begin Provided passage

There’s no doubt that EY has been bold in its brand investment recently. It’s “building a better working world” slogan emblazons airport lounges and billboards, putting the firm’s purpose front and centre, and creates a shared goal for both employee and client. So what impact has it had on clients’ perceptions of its consulting business?
For many years, we had seen a curious pattern repeat itself when clients told us about EY. They’d be lukewarm about the quality of its work—a higher proportion would rate the firm “average” than they would for other firms. But, the firm was frequently deemed to be ahead of its competitors when it came to the critical question of whether it delivered value, relative to the fees it charges. This pattern occurred for about three years, and tended to remain even when we cut our data by geography or industry.
We also noticed that EY’s clients tended to say prices were much more important to them than clients of other firms did. From this we concluded that clients were so positive about value because the firm was either cheaper than others—thus lowering the bar to adding value—or discounting heavily in bulk deals. Either way, value and price point were firmly connected in EY’s clients’ minds, while other firms had succeeded in creating a link between value and other things—expertise, strategic partnership, the impact of their work, and so on.

end Provided passage
begin Information provided

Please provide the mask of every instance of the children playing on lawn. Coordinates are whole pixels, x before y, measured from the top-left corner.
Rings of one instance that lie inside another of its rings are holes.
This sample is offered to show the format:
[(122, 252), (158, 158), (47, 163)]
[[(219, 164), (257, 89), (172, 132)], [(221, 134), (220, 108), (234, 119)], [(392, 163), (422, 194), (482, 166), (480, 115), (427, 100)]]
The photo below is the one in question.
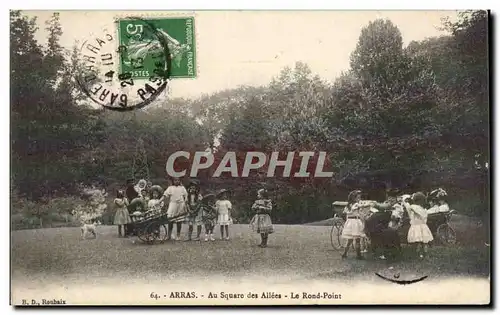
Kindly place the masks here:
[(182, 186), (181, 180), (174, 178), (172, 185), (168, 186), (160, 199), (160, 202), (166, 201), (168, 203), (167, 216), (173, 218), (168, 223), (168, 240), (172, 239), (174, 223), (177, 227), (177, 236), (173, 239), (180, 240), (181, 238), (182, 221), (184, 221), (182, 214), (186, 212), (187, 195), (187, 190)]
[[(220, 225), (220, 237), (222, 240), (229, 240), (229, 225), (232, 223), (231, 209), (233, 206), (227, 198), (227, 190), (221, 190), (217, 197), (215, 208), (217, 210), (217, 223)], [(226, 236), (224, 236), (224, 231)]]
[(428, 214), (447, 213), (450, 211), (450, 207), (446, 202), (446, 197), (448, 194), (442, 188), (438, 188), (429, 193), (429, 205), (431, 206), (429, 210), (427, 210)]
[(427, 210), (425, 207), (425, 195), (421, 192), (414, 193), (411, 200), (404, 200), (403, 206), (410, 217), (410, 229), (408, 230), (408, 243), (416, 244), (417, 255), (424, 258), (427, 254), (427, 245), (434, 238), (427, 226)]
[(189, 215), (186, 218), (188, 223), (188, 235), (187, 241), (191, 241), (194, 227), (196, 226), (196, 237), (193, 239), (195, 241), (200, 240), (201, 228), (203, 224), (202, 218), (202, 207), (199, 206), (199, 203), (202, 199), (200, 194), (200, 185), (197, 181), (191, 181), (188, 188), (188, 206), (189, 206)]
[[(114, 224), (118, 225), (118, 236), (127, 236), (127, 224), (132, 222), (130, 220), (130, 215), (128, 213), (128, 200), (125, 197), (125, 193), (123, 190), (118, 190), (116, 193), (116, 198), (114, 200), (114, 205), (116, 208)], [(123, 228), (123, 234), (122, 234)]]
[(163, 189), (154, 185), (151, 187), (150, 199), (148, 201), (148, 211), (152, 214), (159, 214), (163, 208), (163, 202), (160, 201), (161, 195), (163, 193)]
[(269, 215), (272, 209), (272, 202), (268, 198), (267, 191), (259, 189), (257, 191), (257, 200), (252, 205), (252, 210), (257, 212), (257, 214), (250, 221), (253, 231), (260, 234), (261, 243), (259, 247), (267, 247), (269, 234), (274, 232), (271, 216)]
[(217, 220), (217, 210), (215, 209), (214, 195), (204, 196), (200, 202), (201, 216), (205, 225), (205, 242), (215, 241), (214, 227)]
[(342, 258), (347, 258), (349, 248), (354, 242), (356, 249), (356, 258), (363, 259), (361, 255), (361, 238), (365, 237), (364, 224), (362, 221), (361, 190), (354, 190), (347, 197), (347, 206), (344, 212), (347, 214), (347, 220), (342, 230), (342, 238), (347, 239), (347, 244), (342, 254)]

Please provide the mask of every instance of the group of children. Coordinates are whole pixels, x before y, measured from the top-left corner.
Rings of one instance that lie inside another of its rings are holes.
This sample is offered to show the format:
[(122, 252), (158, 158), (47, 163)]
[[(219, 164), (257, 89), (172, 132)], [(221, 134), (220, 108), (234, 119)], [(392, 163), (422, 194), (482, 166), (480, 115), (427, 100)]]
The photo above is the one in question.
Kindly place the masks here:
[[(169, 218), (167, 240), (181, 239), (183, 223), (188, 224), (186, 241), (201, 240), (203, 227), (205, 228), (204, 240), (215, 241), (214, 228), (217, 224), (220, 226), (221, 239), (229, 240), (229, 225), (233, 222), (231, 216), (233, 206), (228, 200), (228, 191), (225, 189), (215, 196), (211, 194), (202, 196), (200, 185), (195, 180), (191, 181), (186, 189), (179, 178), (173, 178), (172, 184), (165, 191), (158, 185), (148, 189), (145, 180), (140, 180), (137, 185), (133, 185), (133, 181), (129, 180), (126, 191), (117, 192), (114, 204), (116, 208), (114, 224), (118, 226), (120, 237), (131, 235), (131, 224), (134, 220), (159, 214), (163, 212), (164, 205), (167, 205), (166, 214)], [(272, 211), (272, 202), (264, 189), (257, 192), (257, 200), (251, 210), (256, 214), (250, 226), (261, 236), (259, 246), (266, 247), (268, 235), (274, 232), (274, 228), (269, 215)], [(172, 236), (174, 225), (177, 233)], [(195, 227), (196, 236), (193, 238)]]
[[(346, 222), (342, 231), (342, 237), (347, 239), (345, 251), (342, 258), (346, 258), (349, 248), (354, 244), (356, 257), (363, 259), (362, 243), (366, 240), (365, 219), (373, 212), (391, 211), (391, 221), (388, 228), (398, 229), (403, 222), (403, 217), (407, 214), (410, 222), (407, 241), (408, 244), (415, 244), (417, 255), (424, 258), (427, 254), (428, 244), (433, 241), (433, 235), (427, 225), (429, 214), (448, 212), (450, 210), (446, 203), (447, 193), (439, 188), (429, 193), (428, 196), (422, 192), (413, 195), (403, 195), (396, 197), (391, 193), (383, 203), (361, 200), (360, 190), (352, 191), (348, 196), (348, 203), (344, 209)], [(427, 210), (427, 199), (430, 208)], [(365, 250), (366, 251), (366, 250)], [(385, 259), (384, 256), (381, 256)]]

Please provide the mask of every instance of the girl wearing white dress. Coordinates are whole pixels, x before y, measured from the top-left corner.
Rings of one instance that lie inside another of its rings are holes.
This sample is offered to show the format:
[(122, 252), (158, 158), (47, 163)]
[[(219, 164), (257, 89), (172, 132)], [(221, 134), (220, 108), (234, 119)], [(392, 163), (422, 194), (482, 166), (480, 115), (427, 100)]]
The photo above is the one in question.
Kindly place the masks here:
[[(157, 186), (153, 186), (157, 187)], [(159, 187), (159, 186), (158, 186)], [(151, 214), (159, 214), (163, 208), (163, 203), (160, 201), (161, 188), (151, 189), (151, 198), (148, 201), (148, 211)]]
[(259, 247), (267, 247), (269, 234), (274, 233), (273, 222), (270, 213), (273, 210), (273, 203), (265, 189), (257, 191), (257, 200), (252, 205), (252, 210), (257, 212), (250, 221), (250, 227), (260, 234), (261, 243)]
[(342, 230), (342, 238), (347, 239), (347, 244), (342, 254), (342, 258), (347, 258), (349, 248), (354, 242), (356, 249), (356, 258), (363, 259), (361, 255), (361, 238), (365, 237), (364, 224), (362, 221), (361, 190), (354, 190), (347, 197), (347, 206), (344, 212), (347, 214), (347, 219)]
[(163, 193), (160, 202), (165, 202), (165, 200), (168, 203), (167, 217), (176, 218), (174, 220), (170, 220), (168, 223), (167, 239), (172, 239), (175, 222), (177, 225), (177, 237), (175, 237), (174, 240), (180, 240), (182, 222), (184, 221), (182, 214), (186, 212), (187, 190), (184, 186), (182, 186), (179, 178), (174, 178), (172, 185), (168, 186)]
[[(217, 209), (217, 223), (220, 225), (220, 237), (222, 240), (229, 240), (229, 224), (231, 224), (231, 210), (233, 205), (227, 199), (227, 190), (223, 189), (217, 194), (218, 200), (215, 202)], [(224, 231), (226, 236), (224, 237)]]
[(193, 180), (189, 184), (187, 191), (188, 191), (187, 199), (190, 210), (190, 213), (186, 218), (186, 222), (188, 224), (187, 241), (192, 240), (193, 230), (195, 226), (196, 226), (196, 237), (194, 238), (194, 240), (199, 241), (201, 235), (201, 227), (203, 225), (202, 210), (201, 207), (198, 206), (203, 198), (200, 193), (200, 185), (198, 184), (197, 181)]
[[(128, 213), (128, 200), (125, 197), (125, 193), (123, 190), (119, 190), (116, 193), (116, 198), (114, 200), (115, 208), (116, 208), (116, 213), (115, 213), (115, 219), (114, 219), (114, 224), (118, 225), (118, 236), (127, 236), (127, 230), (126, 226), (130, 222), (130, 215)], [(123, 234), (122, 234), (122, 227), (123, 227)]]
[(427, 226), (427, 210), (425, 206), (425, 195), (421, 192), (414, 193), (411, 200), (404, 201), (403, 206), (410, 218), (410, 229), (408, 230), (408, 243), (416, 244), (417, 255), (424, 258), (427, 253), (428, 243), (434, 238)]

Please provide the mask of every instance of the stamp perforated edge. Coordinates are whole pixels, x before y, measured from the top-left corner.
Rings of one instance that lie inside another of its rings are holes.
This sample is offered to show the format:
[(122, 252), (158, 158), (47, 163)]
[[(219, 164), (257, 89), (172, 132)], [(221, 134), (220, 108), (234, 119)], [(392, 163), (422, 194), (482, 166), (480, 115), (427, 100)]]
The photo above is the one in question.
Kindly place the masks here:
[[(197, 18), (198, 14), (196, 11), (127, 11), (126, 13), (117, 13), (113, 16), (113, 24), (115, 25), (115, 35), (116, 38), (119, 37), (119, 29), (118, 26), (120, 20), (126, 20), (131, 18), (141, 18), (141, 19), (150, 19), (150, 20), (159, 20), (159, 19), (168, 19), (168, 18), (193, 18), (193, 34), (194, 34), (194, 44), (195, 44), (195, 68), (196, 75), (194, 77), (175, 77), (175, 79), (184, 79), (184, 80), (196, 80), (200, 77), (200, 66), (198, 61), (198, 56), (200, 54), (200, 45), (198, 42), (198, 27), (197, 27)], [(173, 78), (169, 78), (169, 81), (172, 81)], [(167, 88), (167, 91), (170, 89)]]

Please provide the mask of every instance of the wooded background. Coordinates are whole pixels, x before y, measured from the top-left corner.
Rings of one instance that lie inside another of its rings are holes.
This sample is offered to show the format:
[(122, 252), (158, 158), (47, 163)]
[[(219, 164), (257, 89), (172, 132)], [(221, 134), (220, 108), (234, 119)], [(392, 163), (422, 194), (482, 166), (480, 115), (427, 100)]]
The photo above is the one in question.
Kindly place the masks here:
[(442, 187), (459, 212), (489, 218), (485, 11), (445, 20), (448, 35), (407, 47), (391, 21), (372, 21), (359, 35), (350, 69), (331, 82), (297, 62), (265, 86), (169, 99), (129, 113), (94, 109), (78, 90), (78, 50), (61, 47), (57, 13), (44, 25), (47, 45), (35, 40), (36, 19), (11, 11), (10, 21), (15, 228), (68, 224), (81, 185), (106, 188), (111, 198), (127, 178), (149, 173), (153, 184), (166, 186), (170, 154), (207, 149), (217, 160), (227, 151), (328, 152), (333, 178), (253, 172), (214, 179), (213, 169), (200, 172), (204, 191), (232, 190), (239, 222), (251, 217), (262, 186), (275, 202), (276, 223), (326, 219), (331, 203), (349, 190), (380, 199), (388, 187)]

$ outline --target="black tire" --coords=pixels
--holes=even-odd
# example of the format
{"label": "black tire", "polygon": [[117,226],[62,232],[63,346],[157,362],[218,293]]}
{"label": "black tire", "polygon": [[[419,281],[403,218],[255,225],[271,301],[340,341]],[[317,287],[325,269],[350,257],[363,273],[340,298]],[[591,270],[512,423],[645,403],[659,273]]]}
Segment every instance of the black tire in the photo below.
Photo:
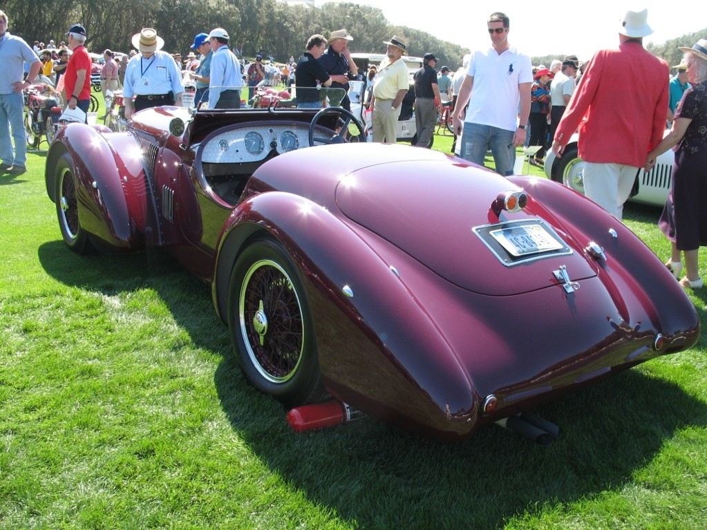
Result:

end Information provided

**To be done**
Please rewrite the EY passage, starting at the words "For many years, we" and stopping after "geography or industry.", with "lukewarm" changed to "indifferent".

**Correct response**
For many years, we had seen a curious pattern repeat itself when clients told us about EY. They’d be indifferent about the quality of its work—a higher proportion would rate the firm “average” than they would for other firms. But, the firm was frequently deemed to be ahead of its competitors when it came to the critical question of whether it delivered value, relative to the fees it charges. This pattern occurred for about three years, and tended to remain even when we cut our data by geography or industry.